→ **Passage provided**
All Saints' was originally a Norman flint and rubble church, built for the new parish created in the south-western corner of the town at the time of the growing wool trade to serve the thriving centre of commerce and industry which Sudbury had become. The ford crossing the River Stour was quickly replaced by a bridge and a small chapel and dorter, long since demolished, was established on Ballingdon Hill as a respite for travellers. In 1150 the church and the chapel with their lands were bought by Adam the Monk for the Abbey at St. Albans, in whose gift it remained until the Dissolution, when Thomas Eden, Clerk of the Star Chamber, became patron of the living in 1551. The church was rebuilt in the early 1300’s in the decorated style (1280 – 1380) and again in the 15th century, principally in the perpendicular style (1375 – 1550) leaving only the chancel from the previous structure. At this time Sudbury was as important a town as Colchester and Norwich and extremely prosperous having three fine churches within its bounds – rare for so small a town.
Outside the building
The perpendicular style tower is supported by three elegant angle buttresses with the stair turret on the south eastern corner. The clear tones of the eight bells escape through four large belfry windows. Excellent views of Sudbury and the water meadows can be seen from the top of the tower from between the stepped battlements.
The huge West window is above the West doors with their finely carved tracery panels. Continuing to the north into the grave yard, the Gainsborough family tomb is easily found. Thomas Gainsborough, the artist, was born in Sudbury but he is not buried in the family mauseleum, prefering a more modest plain gravestone at St. Anne's Church, Kew.

[Dataset excerpt]
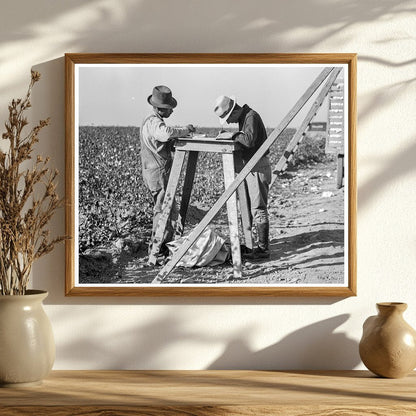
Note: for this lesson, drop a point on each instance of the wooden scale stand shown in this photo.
(232, 163)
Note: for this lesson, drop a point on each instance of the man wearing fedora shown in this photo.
(251, 136)
(156, 142)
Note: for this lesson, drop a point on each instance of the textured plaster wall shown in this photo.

→ **Task A**
Can you sum up the passage on All Saints' church in two sentences?
→ **Task B**
Which lines of the listing contain the string "point"? Pull out each of them.

→ **Final answer A**
All Saints' began as a Norman flint and rubble church for a new parish in Sudbury during the growth of the wool trade, was bought for the Abbey at St. Albans in 1150, and was rebuilt in the early 1300s and again in the 15th century, keeping only the earlier chancel. Outside, its perpendicular tower holds eight bells and offers views over Sudbury, and the churchyard contains the Gainsborough family tomb, though the artist Thomas Gainsborough is buried at St. Anne's Church, Kew.

→ **Final answer B**
Note: for this lesson, drop a point on each instance of the wooden scale stand shown in this photo.
Note: for this lesson, drop a point on each instance of the man wearing fedora shown in this photo.
Note: for this lesson, drop a point on each instance of the textured plaster wall shown in this photo.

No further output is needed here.